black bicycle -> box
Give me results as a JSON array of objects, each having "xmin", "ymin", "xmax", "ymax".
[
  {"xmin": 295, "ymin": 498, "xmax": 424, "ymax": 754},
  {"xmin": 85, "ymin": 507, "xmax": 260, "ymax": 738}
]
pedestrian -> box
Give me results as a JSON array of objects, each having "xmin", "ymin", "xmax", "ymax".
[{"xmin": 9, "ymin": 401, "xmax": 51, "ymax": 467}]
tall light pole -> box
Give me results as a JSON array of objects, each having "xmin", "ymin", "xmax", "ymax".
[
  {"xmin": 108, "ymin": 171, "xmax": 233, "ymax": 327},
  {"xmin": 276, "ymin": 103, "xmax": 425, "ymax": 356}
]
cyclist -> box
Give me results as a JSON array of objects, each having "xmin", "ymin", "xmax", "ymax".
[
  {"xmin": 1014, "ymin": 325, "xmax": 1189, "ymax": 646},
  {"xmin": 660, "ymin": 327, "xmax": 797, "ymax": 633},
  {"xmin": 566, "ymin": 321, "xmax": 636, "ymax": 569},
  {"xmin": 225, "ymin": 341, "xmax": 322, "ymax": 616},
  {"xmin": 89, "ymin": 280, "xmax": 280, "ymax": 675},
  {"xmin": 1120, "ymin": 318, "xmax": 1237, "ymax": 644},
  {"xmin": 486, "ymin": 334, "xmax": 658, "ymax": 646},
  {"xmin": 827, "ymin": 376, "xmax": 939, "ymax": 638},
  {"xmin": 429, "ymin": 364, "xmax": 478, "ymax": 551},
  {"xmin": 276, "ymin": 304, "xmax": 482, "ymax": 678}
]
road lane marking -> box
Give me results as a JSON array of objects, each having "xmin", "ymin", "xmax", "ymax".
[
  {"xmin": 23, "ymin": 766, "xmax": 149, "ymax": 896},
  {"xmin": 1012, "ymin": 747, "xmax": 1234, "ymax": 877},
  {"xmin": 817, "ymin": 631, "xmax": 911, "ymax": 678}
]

-*-*-

(TASK BRIEF) Swap "objects" for "items" in the lines running from the one with "road lane marking -> box" through the end of the entries, leaving everything else as it is. Reproduce only those lines.

(RESULT FOR THIS EXERCISE)
road lane marking -> box
Give me results as a JSON array of items, each having "xmin", "ymin", "xmax", "ymax".
[
  {"xmin": 23, "ymin": 766, "xmax": 149, "ymax": 896},
  {"xmin": 1012, "ymin": 747, "xmax": 1234, "ymax": 877},
  {"xmin": 817, "ymin": 631, "xmax": 911, "ymax": 678}
]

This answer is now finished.